Quellenauszug:
Gewißheiten gibt es im Solinger Mordprozeß nicht

■ Das Urteil wegen des Brandanschlages fällt am Freitag. Sachbeweise gibt es keine, eine mögliche Verurteilung kann sich nur auf ein widerrufenes Geständnis stützen

Düsseldorf (taz) – „Christian ist am 28. Mai nicht gut drauf. Er will Randale machen, um den Türken einen Schrecken einzujagen. Um ein Feuerchen zu machen, zündelt er mit den mitgebrachten Zeitungen“. Nach gut einem dutzend anderslautenden Tatversionen seines Mandanten bietet Verteidiger Paul Gerd Henke in seinem Plädoyer nun diese Variante zur Aufklärung des folgenschweren Solinger Brandanschlags an.

Christian R. (19) ein Einzeltäter? Nun, selbst Henke räumt „Zweifel“ an dieser Version ein, aber „sie bleibt letztlich nur übrig, um überhaupt einen mutmaßlichen Täter von Solingen dingfest zu machen“.

Aufgabe: Geben Sie aus dem Quellenauszug die Passage wortgetreu wieder, die mit „Düsseldorf (taz) –“ einsetzt und bis einschließlich „Solinger Brandanschlags an.“ reicht. Als Grundlage dient einzig der Quellenauszug.

Verfügbare Daten:

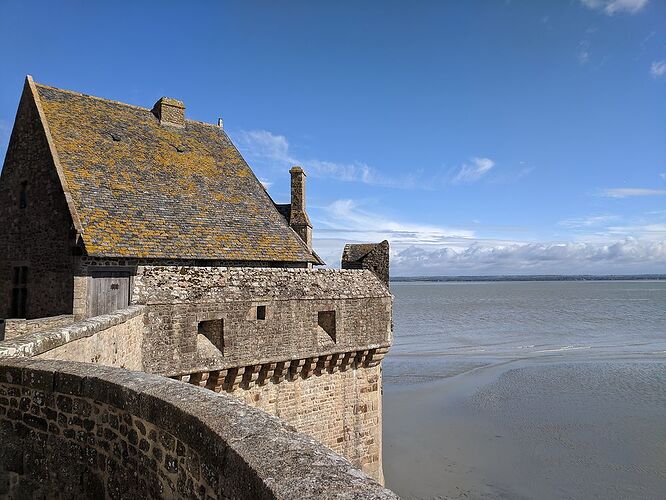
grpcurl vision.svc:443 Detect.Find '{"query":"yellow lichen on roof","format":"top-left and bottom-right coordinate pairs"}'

Richtige Lösung:
Düsseldorf (taz) – „Christian ist am 28. Mai nicht gut drauf. Er will Randale machen, um den Türken einen Schrecken einzujagen. Um ein Feuerchen zu machen, zündelt er mit den mitgebrachten Zeitungen“. Nach gut einem dutzend anderslautenden Tatversionen seines Mandanten bietet Verteidiger Paul Gerd Henke in seinem Plädoyer nun diese Variante zur Aufklärung des folgenschweren Solinger Brandanschlags an.